There is a place in Australia where you can touch this story; it’s my favourite place. This wilderness paradise on the south-eastern corner of Australia is called far East Gippsland; it was one of the last places connected to Gondwana. If you stand on a beach looking southwards over the Southern Ocean you can imagine Gondwana peeling away into the distance. All around you can see the outcome of this stupendous rift: well over 300 species of birds; a cornucopia of marsupials including koalas, wombats, wallabies and kangaroos; reptiles in abundance; relict Gondwanan rainforests; vast tracts of eucalyptus forest (including the world’s tallest flowering plants: Eucalyptus regnans). On land you will rarely find placental mammals but the Southern Ocean is home to whales, dolphins and seals living with a super abundance of petrels, albatrosses and other pelagics.
How did this all happen? During the early stages of its evolution as a continent Australia was connected to Antarctica thence to South America (which, importantly, had yet to collide with North America). It was much warmer than today meaning this enormous land mass was rich in plants and wildlife which moved across, through and around it at will - this is the reason South America has marsupials and many plants similar to those found in Australia.
When the three continents separated another profoundly significant event in the earth’s history occurred; the seas of the southern hemisphere united. Global rotation set up a circumpolar current that revolved (and continues to revolve) around the globe faster than any other ocean current; it stopped all warm tropical currents moving southwards. As a spectacular result Antarctica froze. Soon after South America hit North America and was invaded by northern wildlife and plants, changing the continent forever. Australia meandered northwards, isolated from all other places, a breeding ground for the unique and the unusual.
As Australia tore away from Gondwana, Nature was perfecting two major creations - flowering plants and mammals - and she used the isolated continent of Australia as a laboratory to craft a distinctive suite of masterpieces. Examples include the genus eucalyptus with +600 species containing the most prolifically flowering trees on earth (they don’t have petals but are rich in pollen and nectar!); then she created +70 species of honeyeaters dedicated to pollinating the flowers and tossed in 35 lorikeets for support. These same trees and their food (pollen, nectar and seeds) helped produce the songbirds of the planet (including the lyrebird, the greatest of them all) and many of the world’s cockatoos.
Nature broke all the boundaries when she started work on Australia’s mammals. She had a few prototypes to fool about with - tiny placentals and monotremes - and came up with a staggering array of marsupials which has included carnivores as big, powerful and dangerous as a tiger, a giant meat-eating kangaroo, and a herbivore the size of a hippopotamus! Like most megafauna these guys have gone but their genetic heritage lives on today in over 150 marsupials including my favourite, Macropus giganteus, the Eastern-grey kangaroo.

_ _ _ _ _ _ _

> [Problem]: According to the text on far East Gippsland, what are the world's tallest flowering plants? The records have nothing to do with this task.

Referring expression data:
_ _ _ _ _ _ _

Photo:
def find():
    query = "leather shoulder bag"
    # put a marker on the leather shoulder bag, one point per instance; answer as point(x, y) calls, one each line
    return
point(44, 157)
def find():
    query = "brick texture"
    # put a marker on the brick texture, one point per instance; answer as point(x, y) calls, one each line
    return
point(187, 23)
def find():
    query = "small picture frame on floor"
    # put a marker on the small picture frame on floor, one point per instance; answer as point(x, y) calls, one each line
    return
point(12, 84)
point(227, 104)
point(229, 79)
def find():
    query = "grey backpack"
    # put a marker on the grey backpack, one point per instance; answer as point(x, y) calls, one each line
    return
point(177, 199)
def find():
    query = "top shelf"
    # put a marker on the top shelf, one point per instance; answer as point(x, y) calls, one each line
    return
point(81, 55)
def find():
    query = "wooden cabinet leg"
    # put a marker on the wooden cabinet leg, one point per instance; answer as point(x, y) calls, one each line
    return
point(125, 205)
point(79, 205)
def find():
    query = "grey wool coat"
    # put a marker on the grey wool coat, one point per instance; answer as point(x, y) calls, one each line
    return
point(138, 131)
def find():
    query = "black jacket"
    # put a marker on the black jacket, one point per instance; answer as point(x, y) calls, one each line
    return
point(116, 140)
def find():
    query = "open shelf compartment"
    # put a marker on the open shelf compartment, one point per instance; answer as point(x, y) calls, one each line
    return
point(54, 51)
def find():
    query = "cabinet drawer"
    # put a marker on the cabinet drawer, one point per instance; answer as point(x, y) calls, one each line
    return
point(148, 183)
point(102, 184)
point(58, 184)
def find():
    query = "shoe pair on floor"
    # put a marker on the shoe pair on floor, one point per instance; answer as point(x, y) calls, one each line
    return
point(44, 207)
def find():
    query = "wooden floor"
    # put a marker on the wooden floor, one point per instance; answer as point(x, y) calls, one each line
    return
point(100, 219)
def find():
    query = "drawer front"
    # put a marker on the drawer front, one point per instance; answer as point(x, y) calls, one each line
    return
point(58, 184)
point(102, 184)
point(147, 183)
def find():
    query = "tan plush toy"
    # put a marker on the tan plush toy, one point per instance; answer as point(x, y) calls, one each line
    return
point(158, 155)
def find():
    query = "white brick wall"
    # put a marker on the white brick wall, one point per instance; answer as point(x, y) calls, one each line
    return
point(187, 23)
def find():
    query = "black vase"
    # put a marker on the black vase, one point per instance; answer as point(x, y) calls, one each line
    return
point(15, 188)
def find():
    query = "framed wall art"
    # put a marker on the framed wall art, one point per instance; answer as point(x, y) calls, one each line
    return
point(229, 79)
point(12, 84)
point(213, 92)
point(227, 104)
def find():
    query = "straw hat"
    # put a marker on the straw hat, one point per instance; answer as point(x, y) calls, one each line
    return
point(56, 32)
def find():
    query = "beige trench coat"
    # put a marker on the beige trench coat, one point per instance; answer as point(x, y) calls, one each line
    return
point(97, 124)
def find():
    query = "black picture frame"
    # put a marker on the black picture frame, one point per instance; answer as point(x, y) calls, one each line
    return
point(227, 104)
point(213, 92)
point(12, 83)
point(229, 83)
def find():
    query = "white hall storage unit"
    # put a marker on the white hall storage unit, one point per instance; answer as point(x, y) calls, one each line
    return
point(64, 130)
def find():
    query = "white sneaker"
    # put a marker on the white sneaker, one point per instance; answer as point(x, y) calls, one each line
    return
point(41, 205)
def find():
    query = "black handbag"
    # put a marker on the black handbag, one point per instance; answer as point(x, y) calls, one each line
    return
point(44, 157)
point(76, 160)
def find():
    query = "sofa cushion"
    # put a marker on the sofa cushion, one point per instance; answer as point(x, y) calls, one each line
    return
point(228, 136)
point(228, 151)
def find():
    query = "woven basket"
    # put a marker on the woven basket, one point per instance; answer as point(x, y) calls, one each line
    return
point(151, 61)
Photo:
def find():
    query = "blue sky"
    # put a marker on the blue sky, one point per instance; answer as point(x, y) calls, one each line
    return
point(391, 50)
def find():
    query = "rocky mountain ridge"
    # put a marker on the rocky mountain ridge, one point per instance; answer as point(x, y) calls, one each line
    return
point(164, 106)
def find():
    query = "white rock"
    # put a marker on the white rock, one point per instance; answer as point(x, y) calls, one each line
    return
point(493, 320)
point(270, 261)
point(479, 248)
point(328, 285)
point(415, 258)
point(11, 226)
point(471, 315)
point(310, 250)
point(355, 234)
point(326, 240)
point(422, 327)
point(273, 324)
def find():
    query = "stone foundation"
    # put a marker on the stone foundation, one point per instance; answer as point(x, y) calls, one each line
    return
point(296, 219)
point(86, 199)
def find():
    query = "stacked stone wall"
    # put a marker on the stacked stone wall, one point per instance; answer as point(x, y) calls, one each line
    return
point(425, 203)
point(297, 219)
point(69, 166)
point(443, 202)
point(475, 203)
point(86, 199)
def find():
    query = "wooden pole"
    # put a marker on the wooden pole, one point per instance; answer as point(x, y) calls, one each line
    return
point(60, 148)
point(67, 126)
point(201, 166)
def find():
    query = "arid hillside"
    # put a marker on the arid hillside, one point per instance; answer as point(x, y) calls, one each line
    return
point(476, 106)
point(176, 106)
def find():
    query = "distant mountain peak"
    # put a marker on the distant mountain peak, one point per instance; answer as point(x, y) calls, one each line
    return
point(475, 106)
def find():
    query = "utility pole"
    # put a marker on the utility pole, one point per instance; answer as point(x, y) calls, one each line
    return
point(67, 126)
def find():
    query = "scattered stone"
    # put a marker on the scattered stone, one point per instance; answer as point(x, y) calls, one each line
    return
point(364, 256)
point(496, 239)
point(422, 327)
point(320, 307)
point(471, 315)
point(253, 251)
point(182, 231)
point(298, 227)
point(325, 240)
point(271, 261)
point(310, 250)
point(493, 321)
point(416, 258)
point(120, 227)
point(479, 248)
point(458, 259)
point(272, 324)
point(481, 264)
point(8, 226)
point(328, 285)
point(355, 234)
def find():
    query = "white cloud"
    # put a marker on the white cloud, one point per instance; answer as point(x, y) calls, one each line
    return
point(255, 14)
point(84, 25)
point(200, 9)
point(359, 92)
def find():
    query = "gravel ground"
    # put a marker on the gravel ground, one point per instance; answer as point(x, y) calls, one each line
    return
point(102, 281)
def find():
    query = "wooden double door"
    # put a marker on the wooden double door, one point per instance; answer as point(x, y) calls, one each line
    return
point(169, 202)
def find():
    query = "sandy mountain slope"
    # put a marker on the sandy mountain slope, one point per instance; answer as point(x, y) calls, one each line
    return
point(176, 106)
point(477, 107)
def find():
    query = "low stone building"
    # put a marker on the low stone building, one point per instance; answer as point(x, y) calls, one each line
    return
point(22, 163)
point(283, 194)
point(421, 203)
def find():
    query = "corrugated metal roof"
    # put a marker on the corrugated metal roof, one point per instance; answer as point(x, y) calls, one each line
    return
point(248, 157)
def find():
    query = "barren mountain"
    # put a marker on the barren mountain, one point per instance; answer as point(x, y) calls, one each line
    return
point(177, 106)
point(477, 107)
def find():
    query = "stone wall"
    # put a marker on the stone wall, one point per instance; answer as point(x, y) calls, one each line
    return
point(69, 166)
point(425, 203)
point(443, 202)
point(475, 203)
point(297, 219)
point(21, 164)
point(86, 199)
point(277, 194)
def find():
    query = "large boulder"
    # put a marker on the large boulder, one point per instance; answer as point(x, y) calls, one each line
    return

_ _ _ _ _ _ _

> [Completed exercise]: Eucalyptus regnans